_Instructions for the task_. Copy all lines below exactly as written. Leave pictures out.

## Begin Supplied material

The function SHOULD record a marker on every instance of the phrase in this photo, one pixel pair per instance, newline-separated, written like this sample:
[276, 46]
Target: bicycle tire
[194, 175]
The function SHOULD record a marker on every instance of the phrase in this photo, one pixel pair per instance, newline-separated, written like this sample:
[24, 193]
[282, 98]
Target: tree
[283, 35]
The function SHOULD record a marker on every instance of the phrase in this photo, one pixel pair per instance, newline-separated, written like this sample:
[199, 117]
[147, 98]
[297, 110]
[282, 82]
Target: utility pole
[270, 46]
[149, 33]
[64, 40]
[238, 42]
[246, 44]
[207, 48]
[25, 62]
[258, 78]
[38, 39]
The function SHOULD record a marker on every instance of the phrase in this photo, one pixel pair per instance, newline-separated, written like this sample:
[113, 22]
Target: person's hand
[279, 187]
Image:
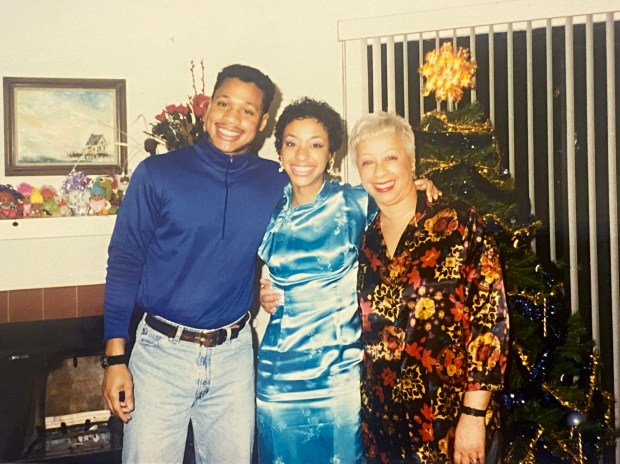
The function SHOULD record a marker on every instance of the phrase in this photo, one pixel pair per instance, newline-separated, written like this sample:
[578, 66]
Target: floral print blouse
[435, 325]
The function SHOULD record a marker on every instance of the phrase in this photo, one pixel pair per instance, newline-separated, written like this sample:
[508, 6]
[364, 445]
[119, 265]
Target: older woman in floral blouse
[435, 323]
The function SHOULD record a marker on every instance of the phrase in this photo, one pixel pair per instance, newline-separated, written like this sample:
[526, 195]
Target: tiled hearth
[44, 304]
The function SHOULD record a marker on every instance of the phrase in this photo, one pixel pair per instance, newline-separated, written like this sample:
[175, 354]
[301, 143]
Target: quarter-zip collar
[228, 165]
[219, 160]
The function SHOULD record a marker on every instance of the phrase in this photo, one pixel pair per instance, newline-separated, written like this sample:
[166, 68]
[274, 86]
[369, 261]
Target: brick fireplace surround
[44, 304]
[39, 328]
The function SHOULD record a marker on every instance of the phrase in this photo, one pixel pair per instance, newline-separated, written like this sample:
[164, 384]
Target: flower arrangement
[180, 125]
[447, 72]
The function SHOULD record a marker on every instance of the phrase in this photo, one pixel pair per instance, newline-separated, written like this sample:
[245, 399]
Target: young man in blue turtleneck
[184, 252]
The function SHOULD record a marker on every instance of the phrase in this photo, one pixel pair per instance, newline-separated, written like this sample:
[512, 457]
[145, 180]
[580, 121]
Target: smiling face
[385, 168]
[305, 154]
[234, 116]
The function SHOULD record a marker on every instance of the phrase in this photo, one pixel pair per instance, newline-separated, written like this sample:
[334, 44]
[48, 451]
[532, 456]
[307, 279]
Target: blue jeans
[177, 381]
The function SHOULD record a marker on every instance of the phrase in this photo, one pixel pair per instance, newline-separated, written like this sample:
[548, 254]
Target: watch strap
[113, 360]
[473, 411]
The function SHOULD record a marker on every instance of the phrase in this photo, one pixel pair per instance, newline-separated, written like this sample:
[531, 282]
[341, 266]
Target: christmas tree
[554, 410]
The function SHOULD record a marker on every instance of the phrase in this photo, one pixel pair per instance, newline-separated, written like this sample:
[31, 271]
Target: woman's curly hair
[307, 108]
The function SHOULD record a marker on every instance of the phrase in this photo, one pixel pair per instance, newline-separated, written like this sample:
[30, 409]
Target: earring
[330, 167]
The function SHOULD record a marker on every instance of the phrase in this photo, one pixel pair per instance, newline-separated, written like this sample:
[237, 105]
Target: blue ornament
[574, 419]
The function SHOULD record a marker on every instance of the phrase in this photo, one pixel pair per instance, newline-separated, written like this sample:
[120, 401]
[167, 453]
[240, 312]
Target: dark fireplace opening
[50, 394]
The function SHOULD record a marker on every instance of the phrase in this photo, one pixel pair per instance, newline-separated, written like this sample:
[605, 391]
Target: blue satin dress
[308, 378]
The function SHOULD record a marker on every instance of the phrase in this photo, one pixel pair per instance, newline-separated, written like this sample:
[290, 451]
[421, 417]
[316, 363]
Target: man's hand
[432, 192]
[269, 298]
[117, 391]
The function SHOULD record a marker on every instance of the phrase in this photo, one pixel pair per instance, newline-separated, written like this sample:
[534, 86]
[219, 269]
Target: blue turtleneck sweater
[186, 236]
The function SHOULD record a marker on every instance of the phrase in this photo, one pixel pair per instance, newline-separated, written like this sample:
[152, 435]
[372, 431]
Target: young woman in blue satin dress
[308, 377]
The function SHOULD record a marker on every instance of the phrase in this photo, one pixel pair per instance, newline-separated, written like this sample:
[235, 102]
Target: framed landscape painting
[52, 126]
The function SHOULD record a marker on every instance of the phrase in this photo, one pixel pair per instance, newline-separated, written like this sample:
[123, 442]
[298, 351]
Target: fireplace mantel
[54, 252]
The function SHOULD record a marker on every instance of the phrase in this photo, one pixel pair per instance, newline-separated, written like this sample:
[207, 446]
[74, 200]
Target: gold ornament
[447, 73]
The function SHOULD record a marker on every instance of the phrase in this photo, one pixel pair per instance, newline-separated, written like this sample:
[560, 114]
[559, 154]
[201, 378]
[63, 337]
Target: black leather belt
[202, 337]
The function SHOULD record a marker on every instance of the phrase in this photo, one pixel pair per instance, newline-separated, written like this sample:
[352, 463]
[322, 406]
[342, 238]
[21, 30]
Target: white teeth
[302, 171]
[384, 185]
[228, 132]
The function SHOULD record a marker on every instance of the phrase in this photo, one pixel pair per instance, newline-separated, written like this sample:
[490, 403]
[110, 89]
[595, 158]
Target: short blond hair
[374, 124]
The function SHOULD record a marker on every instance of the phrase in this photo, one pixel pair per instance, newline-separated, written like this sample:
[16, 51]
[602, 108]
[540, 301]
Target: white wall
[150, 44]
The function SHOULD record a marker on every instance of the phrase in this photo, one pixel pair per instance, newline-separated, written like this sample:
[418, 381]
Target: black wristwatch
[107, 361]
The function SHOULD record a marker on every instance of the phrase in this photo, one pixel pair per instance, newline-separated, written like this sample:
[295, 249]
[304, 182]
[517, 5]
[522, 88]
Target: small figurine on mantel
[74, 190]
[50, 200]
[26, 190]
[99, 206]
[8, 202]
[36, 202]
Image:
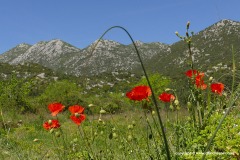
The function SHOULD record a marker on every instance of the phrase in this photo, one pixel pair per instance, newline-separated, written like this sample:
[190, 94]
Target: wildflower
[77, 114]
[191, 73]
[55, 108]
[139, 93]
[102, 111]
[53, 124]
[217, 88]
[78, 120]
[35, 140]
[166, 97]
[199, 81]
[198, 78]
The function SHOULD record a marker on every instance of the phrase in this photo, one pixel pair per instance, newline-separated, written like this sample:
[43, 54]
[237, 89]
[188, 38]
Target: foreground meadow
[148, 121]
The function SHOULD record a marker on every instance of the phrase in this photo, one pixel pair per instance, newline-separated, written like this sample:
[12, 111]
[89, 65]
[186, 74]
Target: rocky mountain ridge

## End Supplied material

_Written response_.
The function SHOULD record a marker on every instance of the phrase in this photo, one pixel pair per instance, newline-separated, written like this sample:
[276, 46]
Target: bicycle tire
[194, 175]
The function SHOULD record a marker on every instance of the phrase in this photo, one pixel pair per instance, newline-separated, written like this sample:
[24, 193]
[282, 98]
Target: tree
[283, 35]
The function SHOULD record a marker on every instance of the phrase in this photo, one pixel pair per instance, newline-separated, written like this sample:
[199, 117]
[147, 98]
[297, 110]
[282, 82]
Target: utility pole
[270, 46]
[149, 33]
[64, 40]
[238, 42]
[246, 44]
[207, 48]
[25, 62]
[258, 78]
[38, 39]
The function SHOULD record a marker on every instance of the phrase in this photo, one pixel pair per instance, newline-separated, written like this sample:
[113, 22]
Target: person's hand
[279, 187]
Image:
The function SHOULD record a marker on every instance of the phrase in this photo, one pixel pair per instance, newline-separated, written like this sample:
[578, 66]
Target: floral print blouse
[435, 325]
The function SHOULD record a marker on every instance of the phrase in this photo, one pixel pair per instance, newline-separated, written like this sample:
[508, 6]
[364, 445]
[119, 265]
Target: older woman in floral blouse
[435, 323]
The function SHOULD record a marker on every instance of the phrase in this photo, one pixel pair per instance, newline-separated, written like this sample:
[526, 195]
Target: tiled hearth
[44, 304]
The function SHOULD record a marker on every instance of the phrase in this photo, one pixel pair per instance, newline-separated, written like this sample:
[175, 354]
[301, 143]
Target: quarter-zip collar
[228, 165]
[219, 160]
The function SHOULD record a marker on every instance of the phrase in this photo, one pixel pair per instance, newline-separated, written like this sample:
[166, 68]
[274, 86]
[369, 261]
Target: brick fireplace surround
[44, 304]
[39, 328]
The function SHOULD record a marker on every instance of the phrase in this photo, one pixel pair per instance, newline-separated, written like this sample:
[164, 384]
Target: flower arrangement
[180, 125]
[447, 72]
The function SHOULD record a marker on every instance of the phrase in this photo, one pixel pair per instance, newline-separated, written like this sample:
[245, 399]
Target: young man in blue turtleneck
[184, 252]
The function SHOULD record a marker on every instance of the phrase in this photo, one pixel pair per instance, newline-separated, written like this sample:
[512, 457]
[145, 180]
[580, 121]
Target: smiling face
[385, 168]
[305, 154]
[234, 116]
The function SHOULD record a marker on every instance of the phrase in this photo, one pixel pair per instance, newline-separated, written like this sample:
[334, 44]
[48, 451]
[532, 456]
[307, 279]
Target: blue jeans
[177, 381]
The function SHOULD record a marker on every instance of the phrase in this photo, one pixel pair per instance, newline-separated, written like this sample:
[548, 254]
Target: watch strap
[113, 360]
[473, 411]
The function SHOULD record a marker on every instance of the phrase in this photo, one pixel pair per instance, newline-separated, written like this sample:
[531, 282]
[341, 266]
Target: christmas tree
[554, 410]
The function SHOULD record a marker on every instance of the phrase in this photo, one pixel pair per instance, newline-separated, written like this sample:
[31, 271]
Target: woman's curly hair
[307, 108]
The function SHOULD record a marker on every instance of the phrase in this photo, one pixel pair per instance, newline-separated, written like this sample:
[30, 409]
Target: earring
[330, 167]
The function SHOULD record a marker on every instance of the phrase in this photo, one pixel pair per instance, newline-separated, written like this sample:
[237, 105]
Target: blue ornament
[574, 419]
The function SHOULD record a marker on every instance of the phrase in this photo, one pixel pair per instance, newline-separated, written like this sample:
[120, 401]
[167, 453]
[240, 312]
Target: dark fireplace opening
[50, 394]
The function SHOULD record a marker on every instance of the phrase in this photo, one pixel pair per instance, newline-separated, written like this sample:
[605, 391]
Target: blue satin dress
[308, 378]
The function SHOULD record a marker on every instance of the phrase in this photo, one pixel pair per instance, newline-separated, written like this sample:
[290, 451]
[421, 417]
[316, 363]
Target: man's hand
[432, 192]
[269, 298]
[117, 391]
The function SHOULD record a marker on every instance of the phrase in this photo, one pixel pair per instance, newline-separated, written like this sample:
[534, 86]
[219, 269]
Target: blue turtleneck sweater
[186, 236]
The function SHOULD record a marker on every instance of the phrase in this photo, one pixel pair per instance, newline-separated, written like this sample:
[152, 435]
[372, 431]
Target: young woman in blue satin dress
[308, 377]
The function SHOULD record a marker on every instance of the phrase in this photo, one pixel pair per instance, newline-separated, written like this sample:
[235, 102]
Target: framed landscape painting
[52, 126]
The function SHOULD record a marker on every instance of the phrase in this photo, one pixel pair per instance, newline-separated, written like this sample:
[123, 442]
[298, 351]
Target: fireplace mantel
[54, 252]
The function SHOULD record a marker on every instance of the phrase in this photo, one pixel pair per instance, newline-separated, written like this sample:
[207, 446]
[74, 200]
Target: gold ornament
[447, 73]
The function SHOULD record a marker on every instance of the phrase in this photo, one pixel pair per instance, newline-separated, written like this sample:
[560, 114]
[559, 154]
[201, 378]
[63, 337]
Target: black leather belt
[202, 337]
The function SHOULD record a marker on every instance of the phrase in this photo, one pixel pair per instance, newline-separated, written like this sample:
[352, 463]
[322, 406]
[342, 238]
[21, 30]
Target: white teeth
[302, 171]
[384, 185]
[228, 132]
The function SHOULD record a marker on every instance of the phrase in this photo, one pixel pair per instance, newline-separated, written like this sample:
[490, 403]
[110, 89]
[595, 158]
Target: short blond hair
[374, 124]
The function SHOULD record a marker on every instance of the phrase in this photo, one pixel pair per instance, newline-separated, written like this sample:
[16, 51]
[602, 108]
[540, 301]
Target: white wall
[150, 44]
The function SHOULD record a marker on every instance of the phrase in this photo, one pixel pair per instance, newline-separated, written like this sample:
[418, 381]
Target: black wristwatch
[107, 361]
The function SHOULD record a marker on every instance of the phrase in this photo, one pixel pair per instance, newline-separated, written like this sample:
[295, 249]
[304, 182]
[517, 5]
[522, 88]
Target: small figurine on mantel
[74, 190]
[50, 200]
[26, 190]
[99, 206]
[8, 202]
[36, 202]
Image:
The function SHOULD record a marker on every instance of the phrase in this photo, one pixel pair per instance, newline-separated, written like this sample:
[190, 94]
Target: wildflower
[77, 114]
[191, 73]
[55, 108]
[139, 93]
[102, 111]
[53, 124]
[217, 88]
[78, 120]
[35, 140]
[166, 97]
[199, 81]
[198, 78]
The function SHOULD record a marker on every instance of the phrase in this photo, one pixel pair per instance, newline-separated, written like this sample:
[43, 54]
[237, 89]
[188, 38]
Target: foreground meadow
[148, 121]
The function SHOULD record a marker on every instance of the phrase in this photo, one pixel pair per instance, newline-separated, written like this sample:
[12, 111]
[89, 65]
[186, 74]
Target: rocky mountain ridge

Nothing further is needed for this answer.